**Problem requirements**
Transcribe all records exactly; omit pictures.

Items from a data source:

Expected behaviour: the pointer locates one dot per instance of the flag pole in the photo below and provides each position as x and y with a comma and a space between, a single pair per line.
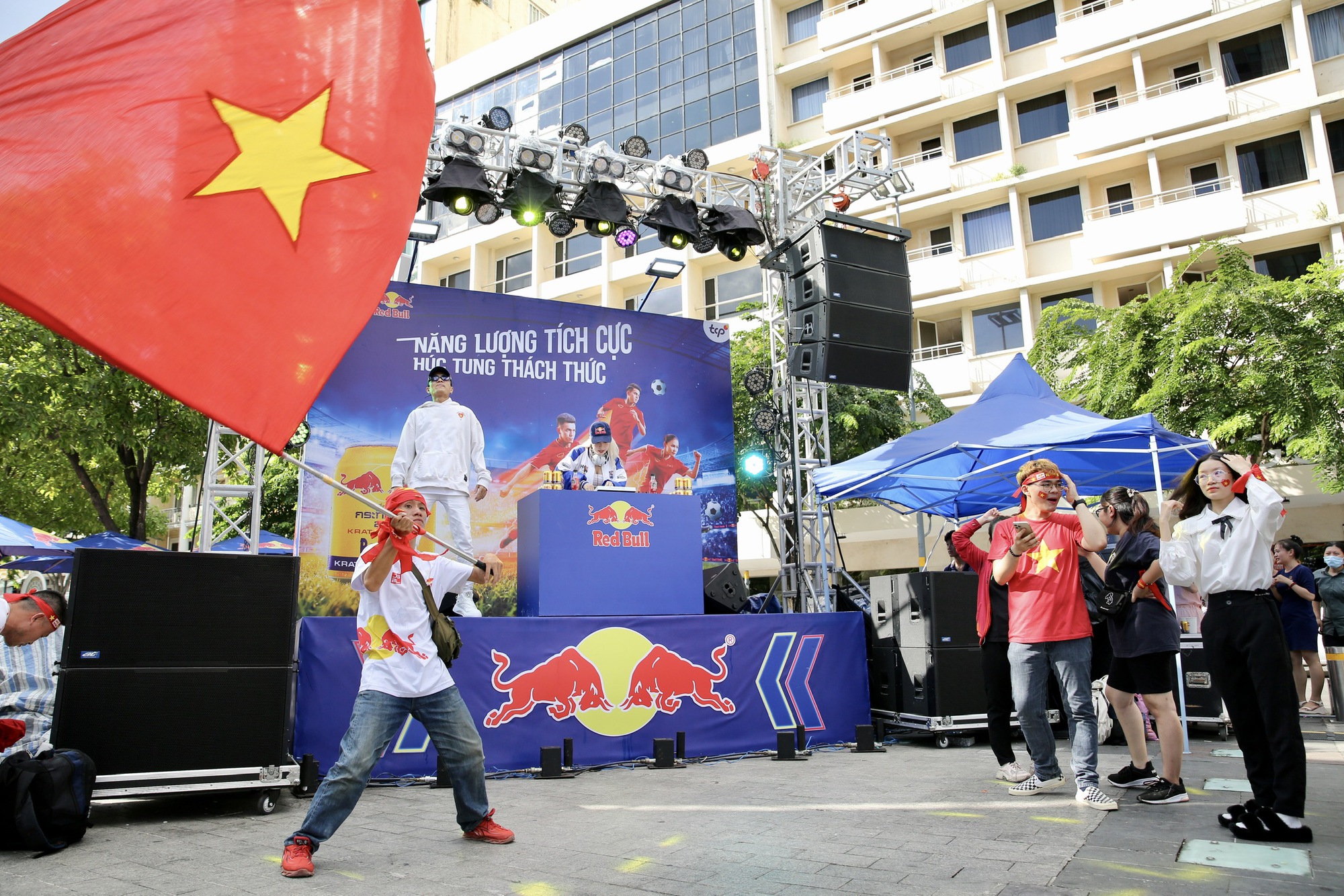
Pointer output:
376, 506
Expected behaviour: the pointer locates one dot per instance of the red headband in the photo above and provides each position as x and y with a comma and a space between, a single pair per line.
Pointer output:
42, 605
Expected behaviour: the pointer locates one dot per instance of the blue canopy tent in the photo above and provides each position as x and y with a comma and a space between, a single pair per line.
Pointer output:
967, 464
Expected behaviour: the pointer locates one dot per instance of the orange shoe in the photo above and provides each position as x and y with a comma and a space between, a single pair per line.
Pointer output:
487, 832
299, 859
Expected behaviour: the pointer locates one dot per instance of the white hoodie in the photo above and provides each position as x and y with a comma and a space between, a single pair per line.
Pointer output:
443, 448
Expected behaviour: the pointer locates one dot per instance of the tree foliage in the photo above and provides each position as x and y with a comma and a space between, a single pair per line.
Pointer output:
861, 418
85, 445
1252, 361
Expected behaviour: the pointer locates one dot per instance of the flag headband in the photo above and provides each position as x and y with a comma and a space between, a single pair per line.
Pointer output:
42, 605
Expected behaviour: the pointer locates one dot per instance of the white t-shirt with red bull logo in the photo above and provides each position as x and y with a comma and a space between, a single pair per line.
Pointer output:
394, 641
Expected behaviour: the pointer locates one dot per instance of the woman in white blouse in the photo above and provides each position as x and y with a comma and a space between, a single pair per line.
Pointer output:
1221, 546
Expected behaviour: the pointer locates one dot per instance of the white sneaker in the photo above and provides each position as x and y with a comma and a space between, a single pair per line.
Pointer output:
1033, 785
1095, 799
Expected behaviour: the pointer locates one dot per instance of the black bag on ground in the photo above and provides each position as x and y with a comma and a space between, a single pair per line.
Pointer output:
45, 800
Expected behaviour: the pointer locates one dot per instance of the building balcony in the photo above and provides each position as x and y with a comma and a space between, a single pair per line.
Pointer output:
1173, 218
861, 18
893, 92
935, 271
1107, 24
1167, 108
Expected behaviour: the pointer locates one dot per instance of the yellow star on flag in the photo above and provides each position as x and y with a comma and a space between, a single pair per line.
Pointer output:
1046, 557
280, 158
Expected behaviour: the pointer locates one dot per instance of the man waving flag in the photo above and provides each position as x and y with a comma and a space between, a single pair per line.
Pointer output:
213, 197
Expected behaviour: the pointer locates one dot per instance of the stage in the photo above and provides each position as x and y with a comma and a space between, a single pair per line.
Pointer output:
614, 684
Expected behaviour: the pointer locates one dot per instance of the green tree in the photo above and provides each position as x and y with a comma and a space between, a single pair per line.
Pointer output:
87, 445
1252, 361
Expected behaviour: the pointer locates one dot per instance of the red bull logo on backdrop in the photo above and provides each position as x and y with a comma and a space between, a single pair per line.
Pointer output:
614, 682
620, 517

**Task result**
Expected behaviour: the pointer locates one dot per instance of the flag pole in the photo below and provides each position as x and y with a comma and a space between, a single pair per line.
Pointer output:
376, 506
Expected behaviour: the pointer locates one dot per instance of the red headband in the photo above and provides each position as x and y with a comma and a space between, a single pair per line.
Pointer output:
42, 605
Expected behaviour: the pointer locates one dot per instance of the blue canopy tent in the photo above and provides each position as x and y with a comma and a space between, a single pair per line.
Pointer output:
967, 464
Expected behaviour: the pointer locates one dot per instance of the orange shoe in the photo above and provides each position as x and y with a comma and a space between, a single pair per line.
Pointer output:
487, 832
299, 859
Expected behaviour: the pointer locates one dot per instance of the white hoodie in the photo above and provides each position as x and y with a comma and a space between, a single pair per line.
Pointer output:
443, 448
Expected behaviour: the pointer locates one dot per instance of the tree foliage in the photo above and provides each position as x and y with a comma and a space between, a single pair per line.
Pointer output:
861, 418
85, 445
1252, 361
Expected behaviour: the pointer locates one dot per instance of the flag headband in the photo above and provides each position as x and y with a comma and a space between, a single pair per line.
Pointer output:
42, 605
Expected behaviour: the pointer locates one dot per instance of the white t-shirt with red bull logo in the photo above and provides each position as x and y with a comma and a space between, a single pair per line.
Pointer output:
394, 641
Expected behaviour: the pointer locates one dot per instance of the woman in white blouse in the photo above and provides each position as x and y with a comma and a space between, a single pair per line.
Pointer output:
1221, 546
Expected behaviour: the pointer locates one dot per instance of the white sneaker in the photo above and provides each position as x and y with a comma and a space between, a single pair per line.
Pointer output:
1033, 785
1095, 799
Expected behaviour: the pointer locates one dot per instance of the black bag on ground in the photo above and provides each position as x and y with a comma and a space between, a single pair per line.
Pointer output:
45, 800
Expected behaviour: the pointer locates one dot per instance of the building balcony in the photo above and provides each position as x and y with a comma and a space between, a single pair per line.
Pointer output:
1173, 218
861, 18
893, 92
935, 271
1107, 24
1167, 108
Expected behaviour: the pointer locates one dot per instance of the yellow star on flag in the photo above and provides each position as x and y with a comma and a space between, a single pair per line.
Pointer output:
1046, 557
280, 158
Expected behaviour: the pointer locates one dot per instance of the man waving flag in the photo above and provides each position as x and y with a comma and a space between, a single pair per line.
Pointer output:
213, 197
Expected behaviour: the pointer locates one dot per instance of the stage in the photo above and provides each position as x and y with a comma and a space between, a single pair per line.
Pointer output:
614, 684
Expected behaviour: the pointer locates one dot per instance of the green tree in the photo above and provides each position as x and y with a comma and a space between, a single pair per line.
Pointer output:
87, 445
1252, 361
Expected behaviour: the pointer locates one dot per instance of the red bull logo on backdrop in the photo above and provides each position as x and y with a comma and a space between, a single pair per line.
Pointer output:
614, 682
620, 517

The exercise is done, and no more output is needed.